Arrependimentos? Sim, muitos! Não pelo que vivemos e partilhamos juntos, mas pelo que deixamos de viver, pelas histórias mais honestas que poderíamos ter tido. Lisa me proporcionou muitos momentos de felicidade, mas com certeza ambos teríamos sido mais felizes com seus pares de verdade. Campbell, Clara e Giulio nunca chegaram a nascer. Muitas vezes me imaginava olhando para um futuro filho dela e pensando que aquele garoto poderia ser meu, o nosso Campbell, mas  melhor que não o fosse. Quantos casamentos baseados na mentira são levados adiante, construídos sob o preconceito, em nome de um conceito de família que alguém criou e implantou como certo. Não! É hora de acabar esse ciclo. É chegada a hora de cada um viver sua realidade sem medos e inseguranças. Gays, héteros, bis, travestis, trans... humanos, crescendo e vivendo apenas.

14 comentários:

  1. Então... eu sou um que poderia estar casado hoje, e provavelmente teria filhos nipo-gordinhos bem bonitinhos... kkk
    (http://tinmanbr.blogspot.com/2008/02/she.html)

    Não sei ao certo ao que dizer... se por um lado você já tinha consciência do que queria, por outro, não há nada que o impeça tentar e experimentar... quem sabe?! Não adianta ser vidente do passado...
◇ ◇ ◇ ◇
## A fazer
- 1) Responda às perguntas a seguir sobre o texto a respeito dos arrependimentos de um casamento.
(a) Quais nomes são dados aos filhos que nunca chegaram a nascer?
(b) Quantos comentários o texto indica?
(c) Como o primeiro comentário descreve os filhos que o comentarista provavelmente teria?
- 2) Prolongue o texto sobre os arrependimentos de um casamento, começando logo após a última frase apresentada.
◇ ◇ ◇ ◇
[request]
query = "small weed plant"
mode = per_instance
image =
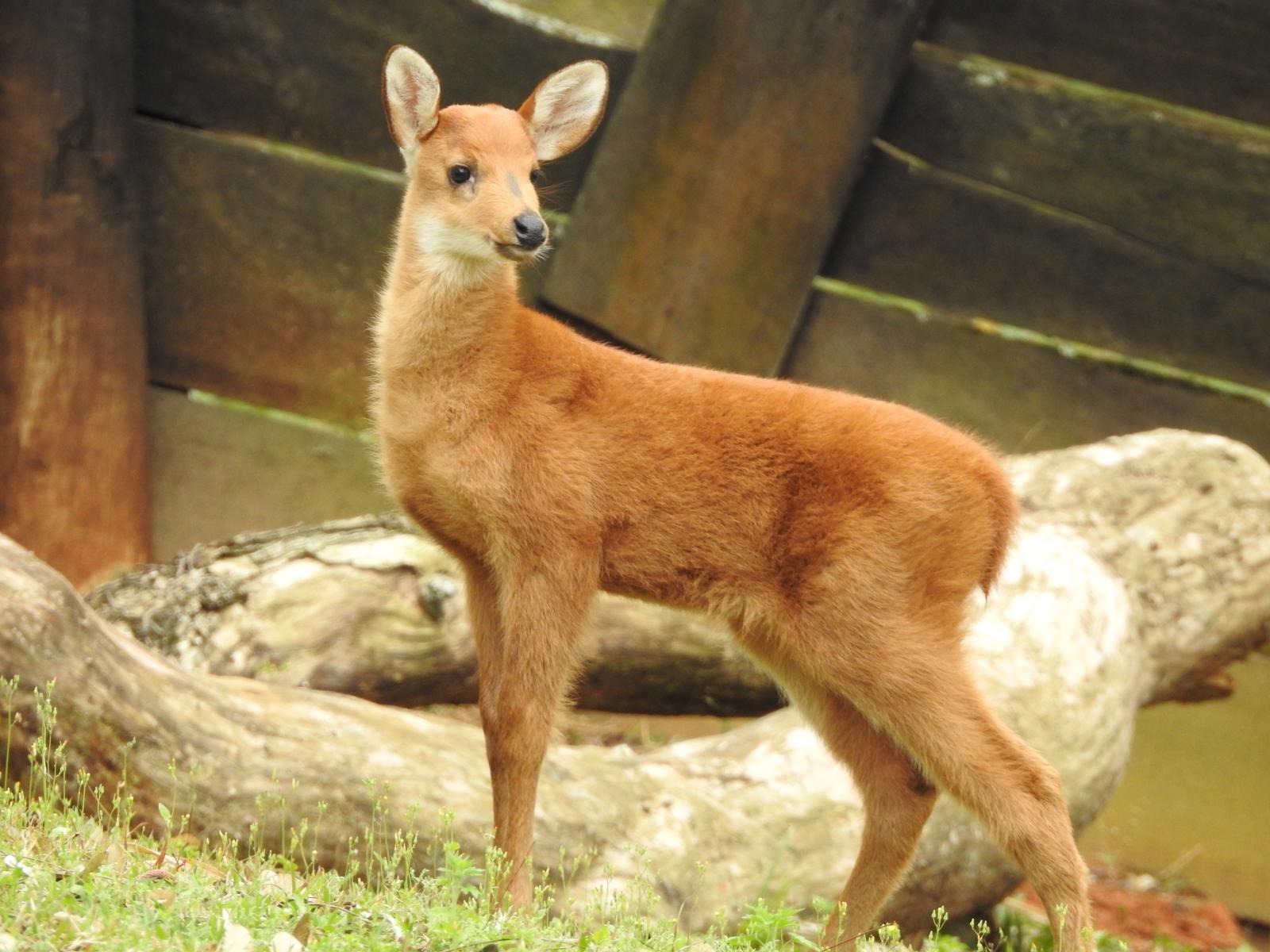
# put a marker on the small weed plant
(78, 873)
◇ ◇ ◇ ◇
## Respostas às tarefas
- 1)
(a) Campbell, Clara e Giulio.
(b) 14 comentários.
(c) Como "nipo-gordinhos bem bonitinhos".

- 2)
    Agora eu confesso que tenho uma dúvida que me assombra, e acho que você vai conseguir me entender... E cade a coragem de depois olhar para essa pessoa e dizer que "hoje" é gay? Acho que deve ser pior do que contar para a mãe kkk

    Abraço grande!

    ResponderExcluir
  2. nunca namorei, nunca me imaginei como pai, etc etc etc ...

    definitivamente não tenho pena de mulheres q se envolvem com gays, no fundo elas mesmas é q se deixam enganar pois não tem como uma pessoa camuflar com tanta perfeição q a pessoa não saque ... não enxergam pq não querem ver ... #fato

    mas tb não aprovo a postura de gays q se deixam passar por héteros ...

    mas quem sou eu para julgar algo né? tb tenho minhas falhas e estas não são poucas ...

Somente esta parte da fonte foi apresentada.